Dataset entries:
════════════════════

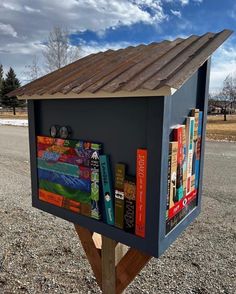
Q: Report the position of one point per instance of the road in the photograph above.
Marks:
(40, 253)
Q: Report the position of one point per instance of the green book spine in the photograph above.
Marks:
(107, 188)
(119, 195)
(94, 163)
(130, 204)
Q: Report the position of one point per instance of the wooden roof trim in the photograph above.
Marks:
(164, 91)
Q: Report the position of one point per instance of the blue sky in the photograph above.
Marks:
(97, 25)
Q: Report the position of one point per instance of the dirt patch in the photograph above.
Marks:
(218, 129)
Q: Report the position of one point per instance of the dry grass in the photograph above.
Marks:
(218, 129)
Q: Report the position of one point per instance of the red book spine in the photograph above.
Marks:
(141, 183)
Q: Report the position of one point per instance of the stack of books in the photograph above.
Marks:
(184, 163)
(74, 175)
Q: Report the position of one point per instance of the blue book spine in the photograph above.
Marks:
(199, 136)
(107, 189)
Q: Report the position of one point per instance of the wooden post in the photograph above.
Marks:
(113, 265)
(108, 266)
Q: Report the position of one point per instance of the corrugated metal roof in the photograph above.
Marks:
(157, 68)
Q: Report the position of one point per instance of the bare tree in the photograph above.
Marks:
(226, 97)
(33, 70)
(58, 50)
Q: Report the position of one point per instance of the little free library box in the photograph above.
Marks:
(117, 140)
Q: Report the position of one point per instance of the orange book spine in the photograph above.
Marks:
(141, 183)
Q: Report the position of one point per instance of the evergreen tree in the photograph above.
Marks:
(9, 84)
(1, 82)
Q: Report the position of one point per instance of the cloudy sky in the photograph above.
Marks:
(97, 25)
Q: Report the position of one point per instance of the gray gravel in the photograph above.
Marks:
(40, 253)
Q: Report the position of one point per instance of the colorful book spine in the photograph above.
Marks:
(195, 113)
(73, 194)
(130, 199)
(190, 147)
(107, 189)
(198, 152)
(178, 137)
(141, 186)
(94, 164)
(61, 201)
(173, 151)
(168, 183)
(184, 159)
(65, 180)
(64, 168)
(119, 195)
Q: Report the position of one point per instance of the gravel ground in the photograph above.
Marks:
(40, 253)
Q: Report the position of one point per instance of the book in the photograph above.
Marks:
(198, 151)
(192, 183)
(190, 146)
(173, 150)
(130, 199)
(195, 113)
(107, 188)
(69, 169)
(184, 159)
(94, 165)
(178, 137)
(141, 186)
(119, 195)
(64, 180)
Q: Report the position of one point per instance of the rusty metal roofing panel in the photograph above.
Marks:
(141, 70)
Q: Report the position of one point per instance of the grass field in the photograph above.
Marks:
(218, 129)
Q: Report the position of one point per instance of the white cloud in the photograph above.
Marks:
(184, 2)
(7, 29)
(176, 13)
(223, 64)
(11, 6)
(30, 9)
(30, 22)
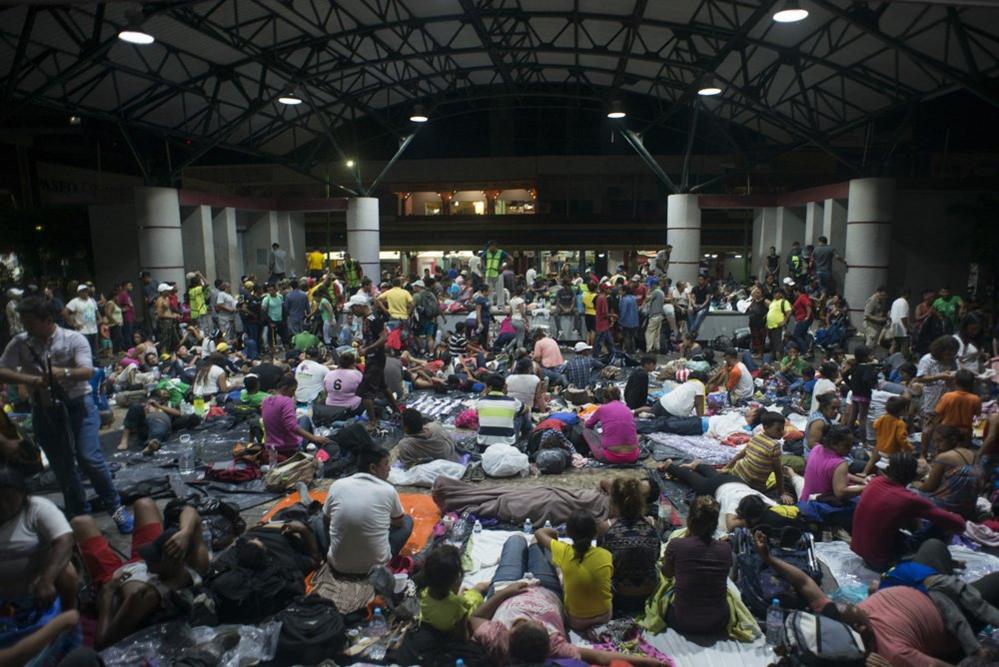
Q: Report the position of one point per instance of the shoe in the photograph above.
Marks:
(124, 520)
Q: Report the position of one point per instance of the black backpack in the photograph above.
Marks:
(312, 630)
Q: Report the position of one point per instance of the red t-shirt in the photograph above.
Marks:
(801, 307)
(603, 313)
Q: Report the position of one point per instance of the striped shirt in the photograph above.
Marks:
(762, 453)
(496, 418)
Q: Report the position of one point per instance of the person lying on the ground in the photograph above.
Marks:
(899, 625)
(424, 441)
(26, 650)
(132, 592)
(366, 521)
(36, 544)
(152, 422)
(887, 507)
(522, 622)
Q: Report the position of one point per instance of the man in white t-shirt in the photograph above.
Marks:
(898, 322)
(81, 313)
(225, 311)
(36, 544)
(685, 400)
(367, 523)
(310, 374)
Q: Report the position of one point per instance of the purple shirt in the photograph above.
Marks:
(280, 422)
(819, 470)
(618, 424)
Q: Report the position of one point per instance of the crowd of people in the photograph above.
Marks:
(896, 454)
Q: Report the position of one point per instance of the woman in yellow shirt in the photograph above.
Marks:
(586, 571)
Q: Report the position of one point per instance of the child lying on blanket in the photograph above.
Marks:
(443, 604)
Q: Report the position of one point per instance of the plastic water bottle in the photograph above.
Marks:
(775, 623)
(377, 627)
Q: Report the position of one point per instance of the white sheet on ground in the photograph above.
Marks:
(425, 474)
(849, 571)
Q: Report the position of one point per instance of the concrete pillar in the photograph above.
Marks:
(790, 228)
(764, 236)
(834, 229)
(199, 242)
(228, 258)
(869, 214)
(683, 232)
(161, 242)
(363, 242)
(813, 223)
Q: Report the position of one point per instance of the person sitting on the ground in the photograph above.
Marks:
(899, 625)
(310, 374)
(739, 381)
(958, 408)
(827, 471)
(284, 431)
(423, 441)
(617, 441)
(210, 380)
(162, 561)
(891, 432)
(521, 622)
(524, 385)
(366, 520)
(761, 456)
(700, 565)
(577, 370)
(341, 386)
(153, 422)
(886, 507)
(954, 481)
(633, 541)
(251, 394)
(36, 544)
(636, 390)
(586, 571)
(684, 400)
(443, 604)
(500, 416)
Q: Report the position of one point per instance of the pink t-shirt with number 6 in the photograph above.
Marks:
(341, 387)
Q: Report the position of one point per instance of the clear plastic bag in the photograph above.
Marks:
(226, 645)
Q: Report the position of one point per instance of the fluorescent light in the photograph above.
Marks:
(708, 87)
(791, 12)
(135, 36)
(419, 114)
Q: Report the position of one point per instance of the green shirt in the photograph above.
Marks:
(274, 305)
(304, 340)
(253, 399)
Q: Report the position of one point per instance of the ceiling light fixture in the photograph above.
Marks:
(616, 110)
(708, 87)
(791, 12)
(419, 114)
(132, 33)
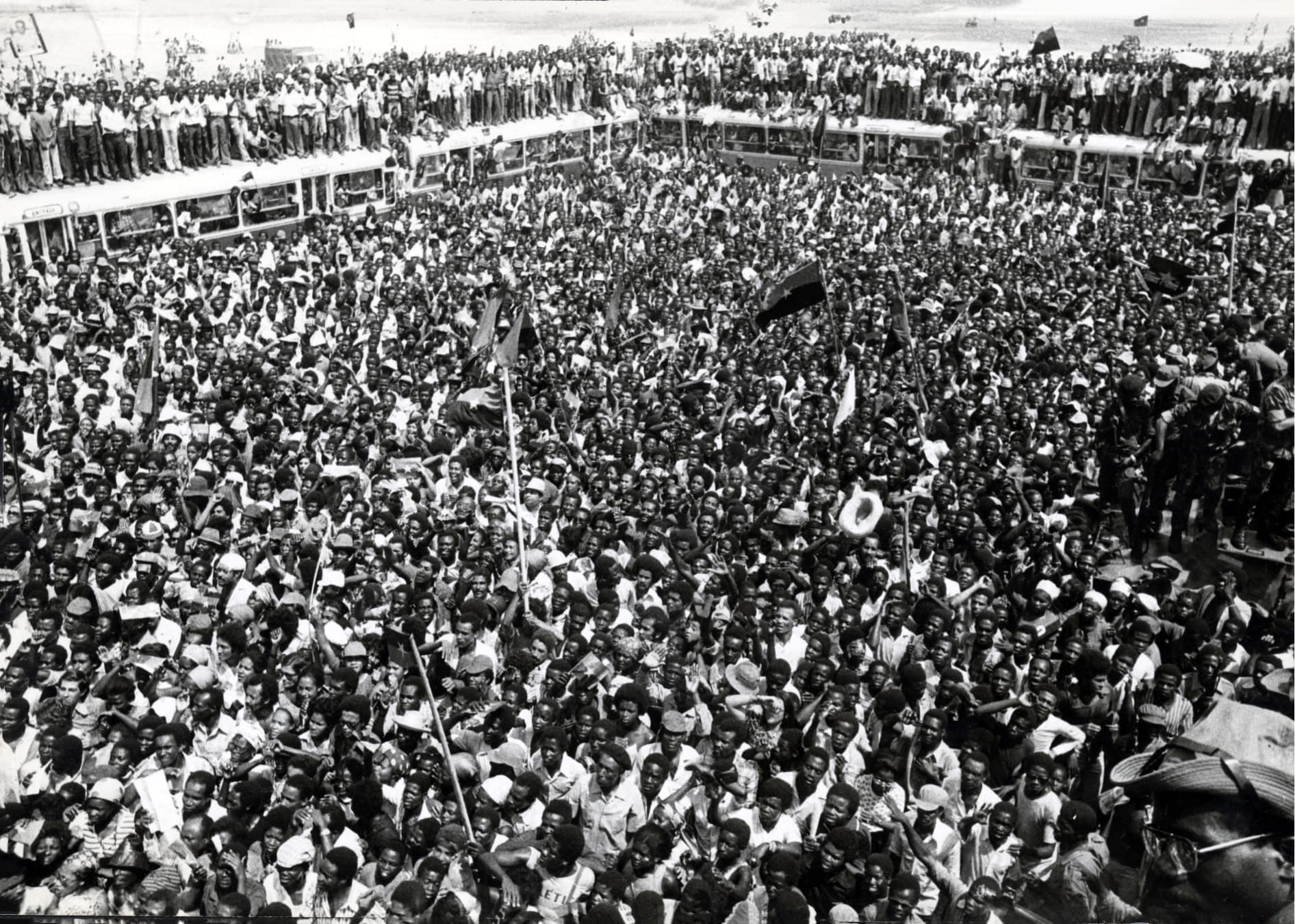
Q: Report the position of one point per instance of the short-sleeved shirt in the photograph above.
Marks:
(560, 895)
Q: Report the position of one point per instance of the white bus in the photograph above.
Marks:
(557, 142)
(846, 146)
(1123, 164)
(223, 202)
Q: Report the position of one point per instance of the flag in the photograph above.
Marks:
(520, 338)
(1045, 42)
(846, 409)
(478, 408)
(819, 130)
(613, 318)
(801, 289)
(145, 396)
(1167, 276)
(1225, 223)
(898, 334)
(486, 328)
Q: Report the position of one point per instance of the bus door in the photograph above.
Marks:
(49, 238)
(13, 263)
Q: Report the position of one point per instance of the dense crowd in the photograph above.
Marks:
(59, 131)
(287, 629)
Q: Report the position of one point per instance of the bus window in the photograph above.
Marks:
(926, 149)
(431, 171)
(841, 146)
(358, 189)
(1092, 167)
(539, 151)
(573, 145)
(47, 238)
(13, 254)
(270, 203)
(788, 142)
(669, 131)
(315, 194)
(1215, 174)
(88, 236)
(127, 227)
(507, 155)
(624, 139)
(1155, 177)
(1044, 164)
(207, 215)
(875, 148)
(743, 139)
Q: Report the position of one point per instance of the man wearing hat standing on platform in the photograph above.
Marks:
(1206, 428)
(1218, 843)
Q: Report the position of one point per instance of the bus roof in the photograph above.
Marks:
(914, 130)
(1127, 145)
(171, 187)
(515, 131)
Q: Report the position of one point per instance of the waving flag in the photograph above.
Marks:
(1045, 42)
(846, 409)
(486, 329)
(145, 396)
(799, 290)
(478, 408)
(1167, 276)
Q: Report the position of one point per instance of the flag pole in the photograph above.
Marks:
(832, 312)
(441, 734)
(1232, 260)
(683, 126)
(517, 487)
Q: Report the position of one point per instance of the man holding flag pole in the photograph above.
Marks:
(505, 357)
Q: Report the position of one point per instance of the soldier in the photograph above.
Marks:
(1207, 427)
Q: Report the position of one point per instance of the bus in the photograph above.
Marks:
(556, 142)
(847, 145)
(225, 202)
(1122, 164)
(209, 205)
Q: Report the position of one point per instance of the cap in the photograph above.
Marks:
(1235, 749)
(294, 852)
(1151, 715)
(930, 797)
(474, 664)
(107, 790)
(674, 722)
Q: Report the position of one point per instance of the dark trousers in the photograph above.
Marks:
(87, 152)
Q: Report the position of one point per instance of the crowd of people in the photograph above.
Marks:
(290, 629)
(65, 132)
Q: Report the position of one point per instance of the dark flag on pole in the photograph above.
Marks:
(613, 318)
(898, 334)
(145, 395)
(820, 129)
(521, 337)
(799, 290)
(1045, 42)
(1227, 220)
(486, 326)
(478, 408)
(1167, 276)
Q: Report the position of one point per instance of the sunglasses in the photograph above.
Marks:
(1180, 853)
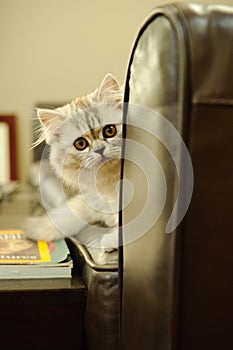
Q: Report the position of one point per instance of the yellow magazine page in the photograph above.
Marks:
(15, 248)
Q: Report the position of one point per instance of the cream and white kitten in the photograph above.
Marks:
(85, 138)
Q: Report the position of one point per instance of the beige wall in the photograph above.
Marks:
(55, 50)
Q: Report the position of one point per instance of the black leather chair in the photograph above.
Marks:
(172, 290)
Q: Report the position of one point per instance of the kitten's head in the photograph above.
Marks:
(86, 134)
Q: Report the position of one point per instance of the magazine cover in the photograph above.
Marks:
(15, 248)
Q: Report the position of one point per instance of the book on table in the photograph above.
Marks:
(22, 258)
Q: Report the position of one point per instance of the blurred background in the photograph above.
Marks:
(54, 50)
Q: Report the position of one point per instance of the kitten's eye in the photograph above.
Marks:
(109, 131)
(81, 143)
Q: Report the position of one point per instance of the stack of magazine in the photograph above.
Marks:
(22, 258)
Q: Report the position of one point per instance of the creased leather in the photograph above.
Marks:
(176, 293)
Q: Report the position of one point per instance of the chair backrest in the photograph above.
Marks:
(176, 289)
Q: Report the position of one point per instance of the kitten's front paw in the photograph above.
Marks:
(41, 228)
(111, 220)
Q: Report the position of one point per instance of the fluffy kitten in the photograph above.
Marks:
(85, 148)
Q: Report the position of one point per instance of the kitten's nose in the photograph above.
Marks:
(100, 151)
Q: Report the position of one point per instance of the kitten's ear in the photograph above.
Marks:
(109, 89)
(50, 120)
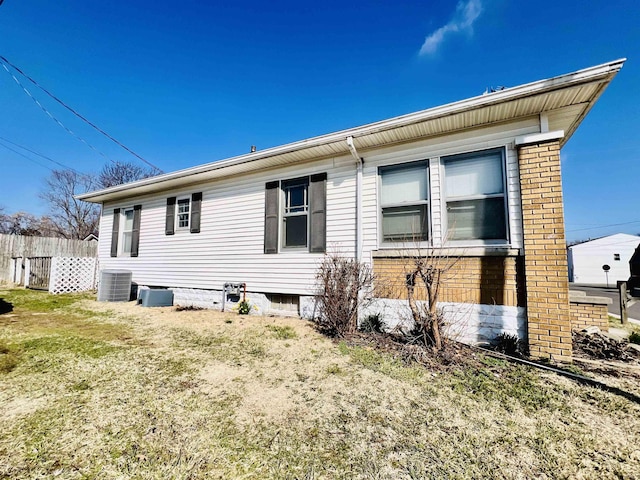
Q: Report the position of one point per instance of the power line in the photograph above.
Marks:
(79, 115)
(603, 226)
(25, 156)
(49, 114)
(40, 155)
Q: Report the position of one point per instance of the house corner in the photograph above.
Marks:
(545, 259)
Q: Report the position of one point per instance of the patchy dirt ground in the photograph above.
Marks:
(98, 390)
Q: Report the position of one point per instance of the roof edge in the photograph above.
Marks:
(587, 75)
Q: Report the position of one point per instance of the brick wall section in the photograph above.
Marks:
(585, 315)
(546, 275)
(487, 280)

════════════════════

▶ _Your objective_: Could you state how many lines of the data include the word "wooden"? Only the number is needed.

▶ _Reply to the exercise_: 2